→ Goal of the exercise: Search the records that follow and extract every line containing the string "sunlight".
(Beginning of Given data)
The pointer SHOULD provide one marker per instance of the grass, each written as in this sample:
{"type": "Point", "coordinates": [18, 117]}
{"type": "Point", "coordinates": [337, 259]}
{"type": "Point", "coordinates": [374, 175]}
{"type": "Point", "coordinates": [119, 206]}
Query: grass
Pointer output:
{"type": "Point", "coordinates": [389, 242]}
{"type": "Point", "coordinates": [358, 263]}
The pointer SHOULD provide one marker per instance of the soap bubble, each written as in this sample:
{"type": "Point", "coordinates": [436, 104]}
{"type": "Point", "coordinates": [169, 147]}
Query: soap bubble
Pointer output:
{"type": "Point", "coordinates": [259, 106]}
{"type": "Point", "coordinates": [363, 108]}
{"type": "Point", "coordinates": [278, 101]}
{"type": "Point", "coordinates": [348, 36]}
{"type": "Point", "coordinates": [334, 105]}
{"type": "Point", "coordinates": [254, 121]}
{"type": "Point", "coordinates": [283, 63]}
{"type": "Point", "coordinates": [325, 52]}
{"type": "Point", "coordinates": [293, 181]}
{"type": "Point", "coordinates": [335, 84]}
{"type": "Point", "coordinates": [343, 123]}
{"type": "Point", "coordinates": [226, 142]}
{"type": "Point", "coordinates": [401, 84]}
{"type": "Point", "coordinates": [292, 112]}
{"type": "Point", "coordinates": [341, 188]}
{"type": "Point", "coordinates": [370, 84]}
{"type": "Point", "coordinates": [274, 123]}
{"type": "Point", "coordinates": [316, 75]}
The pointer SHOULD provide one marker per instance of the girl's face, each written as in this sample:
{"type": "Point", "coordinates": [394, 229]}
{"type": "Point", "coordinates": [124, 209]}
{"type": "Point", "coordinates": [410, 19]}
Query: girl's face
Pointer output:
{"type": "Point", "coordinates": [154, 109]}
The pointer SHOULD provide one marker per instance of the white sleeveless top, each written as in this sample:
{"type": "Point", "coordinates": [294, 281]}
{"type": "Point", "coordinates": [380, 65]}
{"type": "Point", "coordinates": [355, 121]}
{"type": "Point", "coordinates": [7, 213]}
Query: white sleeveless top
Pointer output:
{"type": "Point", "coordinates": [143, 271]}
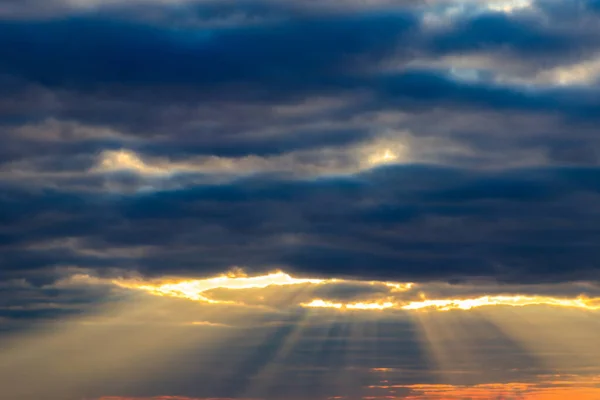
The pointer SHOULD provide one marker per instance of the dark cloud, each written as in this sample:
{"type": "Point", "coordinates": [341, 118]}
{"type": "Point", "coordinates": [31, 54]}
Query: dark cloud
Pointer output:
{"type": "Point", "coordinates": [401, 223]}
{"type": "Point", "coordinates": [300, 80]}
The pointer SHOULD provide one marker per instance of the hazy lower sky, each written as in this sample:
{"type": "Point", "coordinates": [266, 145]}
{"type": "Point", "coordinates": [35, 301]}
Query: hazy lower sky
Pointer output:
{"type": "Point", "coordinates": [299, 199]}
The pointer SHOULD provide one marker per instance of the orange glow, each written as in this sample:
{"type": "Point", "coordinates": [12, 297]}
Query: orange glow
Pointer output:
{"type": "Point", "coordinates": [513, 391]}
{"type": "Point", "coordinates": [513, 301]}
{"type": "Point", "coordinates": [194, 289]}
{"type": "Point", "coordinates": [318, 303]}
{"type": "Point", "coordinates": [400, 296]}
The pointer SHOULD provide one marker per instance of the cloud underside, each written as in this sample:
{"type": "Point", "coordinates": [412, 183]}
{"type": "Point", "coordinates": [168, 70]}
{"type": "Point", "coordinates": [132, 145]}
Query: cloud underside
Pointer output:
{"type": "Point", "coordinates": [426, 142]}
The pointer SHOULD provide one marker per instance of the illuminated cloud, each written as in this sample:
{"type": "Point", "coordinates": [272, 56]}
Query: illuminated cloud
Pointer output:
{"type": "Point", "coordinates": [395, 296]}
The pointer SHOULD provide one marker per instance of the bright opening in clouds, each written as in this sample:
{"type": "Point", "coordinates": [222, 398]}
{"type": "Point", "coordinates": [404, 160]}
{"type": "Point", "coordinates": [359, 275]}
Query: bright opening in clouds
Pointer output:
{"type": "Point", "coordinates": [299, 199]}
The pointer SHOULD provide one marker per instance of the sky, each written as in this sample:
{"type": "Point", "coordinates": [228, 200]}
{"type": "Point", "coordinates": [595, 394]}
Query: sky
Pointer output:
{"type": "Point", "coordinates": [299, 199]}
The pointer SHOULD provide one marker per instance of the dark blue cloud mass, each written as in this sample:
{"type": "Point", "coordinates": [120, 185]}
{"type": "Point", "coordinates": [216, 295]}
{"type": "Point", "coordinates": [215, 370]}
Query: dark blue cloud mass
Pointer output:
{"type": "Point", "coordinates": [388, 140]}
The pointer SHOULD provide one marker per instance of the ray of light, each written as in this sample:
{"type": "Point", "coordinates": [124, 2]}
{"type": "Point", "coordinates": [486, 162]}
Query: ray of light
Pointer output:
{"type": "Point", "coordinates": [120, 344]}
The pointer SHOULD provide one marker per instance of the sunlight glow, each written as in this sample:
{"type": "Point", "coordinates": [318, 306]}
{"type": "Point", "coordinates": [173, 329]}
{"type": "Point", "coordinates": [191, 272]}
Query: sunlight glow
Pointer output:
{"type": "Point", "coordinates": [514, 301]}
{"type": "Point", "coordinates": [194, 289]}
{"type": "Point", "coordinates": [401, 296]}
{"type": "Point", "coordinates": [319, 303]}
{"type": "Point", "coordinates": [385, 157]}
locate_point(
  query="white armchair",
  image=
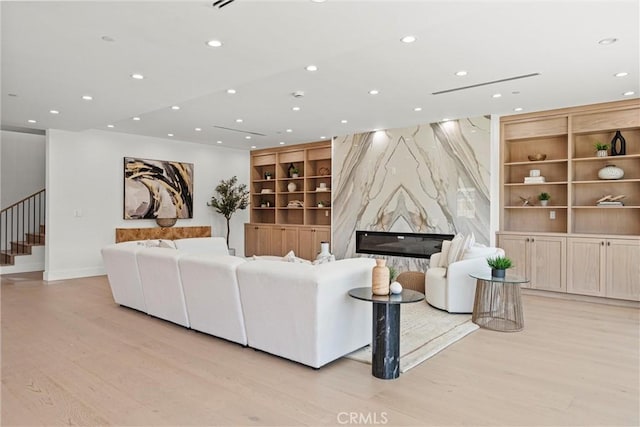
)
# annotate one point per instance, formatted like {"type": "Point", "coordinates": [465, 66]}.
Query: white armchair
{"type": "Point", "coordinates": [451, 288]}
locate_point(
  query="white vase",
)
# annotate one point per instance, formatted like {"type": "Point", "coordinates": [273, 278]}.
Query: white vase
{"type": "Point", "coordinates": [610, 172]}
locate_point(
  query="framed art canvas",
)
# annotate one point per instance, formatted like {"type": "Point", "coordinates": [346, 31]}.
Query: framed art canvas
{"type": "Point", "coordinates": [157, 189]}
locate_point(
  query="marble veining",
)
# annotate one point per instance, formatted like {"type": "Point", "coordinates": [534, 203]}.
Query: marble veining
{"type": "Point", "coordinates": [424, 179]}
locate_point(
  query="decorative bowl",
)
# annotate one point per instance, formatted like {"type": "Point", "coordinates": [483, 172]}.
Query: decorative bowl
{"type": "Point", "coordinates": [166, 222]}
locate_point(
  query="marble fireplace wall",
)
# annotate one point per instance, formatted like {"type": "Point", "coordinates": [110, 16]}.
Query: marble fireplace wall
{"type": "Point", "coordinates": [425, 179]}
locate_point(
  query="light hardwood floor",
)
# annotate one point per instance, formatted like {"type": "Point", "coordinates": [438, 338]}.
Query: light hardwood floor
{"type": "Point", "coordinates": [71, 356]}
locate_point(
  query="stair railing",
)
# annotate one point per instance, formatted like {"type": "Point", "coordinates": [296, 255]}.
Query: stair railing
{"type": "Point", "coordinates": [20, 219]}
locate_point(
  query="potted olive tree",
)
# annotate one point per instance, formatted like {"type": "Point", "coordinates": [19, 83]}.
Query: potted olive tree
(End of Given data)
→ Exercise result:
The pointer SHOULD provide one marker per instance of the sunlight glow, each written as in this sample:
Query: sunlight glow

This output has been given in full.